= INSTRUCTIONS TO FOLLOW =
Reproduce the rows below verbatim, starting with the line that contains "Phrase: hummingbird feeder" and continuing through the last line of the rows. Include both of those lines and nothing before the first one.

= SUPPLIED RECORDS =

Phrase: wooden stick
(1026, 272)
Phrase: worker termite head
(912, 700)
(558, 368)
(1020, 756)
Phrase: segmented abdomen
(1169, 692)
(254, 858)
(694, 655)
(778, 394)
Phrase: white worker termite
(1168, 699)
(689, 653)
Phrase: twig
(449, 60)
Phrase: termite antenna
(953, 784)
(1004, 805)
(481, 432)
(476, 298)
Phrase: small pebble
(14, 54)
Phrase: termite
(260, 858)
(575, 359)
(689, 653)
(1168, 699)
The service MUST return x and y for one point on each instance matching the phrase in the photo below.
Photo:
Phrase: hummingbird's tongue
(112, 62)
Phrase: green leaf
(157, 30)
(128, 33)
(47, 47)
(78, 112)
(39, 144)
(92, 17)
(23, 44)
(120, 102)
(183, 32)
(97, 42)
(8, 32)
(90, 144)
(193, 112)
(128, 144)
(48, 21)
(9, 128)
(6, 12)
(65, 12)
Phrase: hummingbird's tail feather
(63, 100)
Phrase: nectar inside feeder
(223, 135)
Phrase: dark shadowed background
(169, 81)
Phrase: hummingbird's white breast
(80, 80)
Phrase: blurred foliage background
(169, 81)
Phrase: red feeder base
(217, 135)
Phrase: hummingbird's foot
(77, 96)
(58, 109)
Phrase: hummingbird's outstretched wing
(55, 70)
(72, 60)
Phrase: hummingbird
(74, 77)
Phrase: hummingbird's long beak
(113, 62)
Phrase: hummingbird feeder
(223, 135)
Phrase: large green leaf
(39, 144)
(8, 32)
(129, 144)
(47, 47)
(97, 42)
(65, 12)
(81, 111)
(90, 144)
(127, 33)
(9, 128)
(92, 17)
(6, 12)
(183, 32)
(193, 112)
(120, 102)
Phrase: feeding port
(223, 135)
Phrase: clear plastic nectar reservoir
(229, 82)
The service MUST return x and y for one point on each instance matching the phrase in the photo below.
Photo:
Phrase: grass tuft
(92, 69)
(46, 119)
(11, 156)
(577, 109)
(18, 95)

= COMPLETED EXERCISE =
Phrase: hummingbird feeder
(223, 135)
Phrase: large green leaf
(39, 144)
(8, 32)
(129, 144)
(47, 47)
(97, 42)
(65, 12)
(81, 111)
(90, 144)
(127, 33)
(9, 128)
(92, 17)
(6, 12)
(183, 32)
(193, 112)
(120, 102)
Phrase: feeding port
(223, 135)
Phrase: clear plastic nectar reservoir
(229, 82)
The service MUST return x and y for one point on each instance matching the phrase in the photo below.
Photo:
Phrase: grass tuft
(92, 69)
(46, 119)
(11, 156)
(577, 109)
(18, 95)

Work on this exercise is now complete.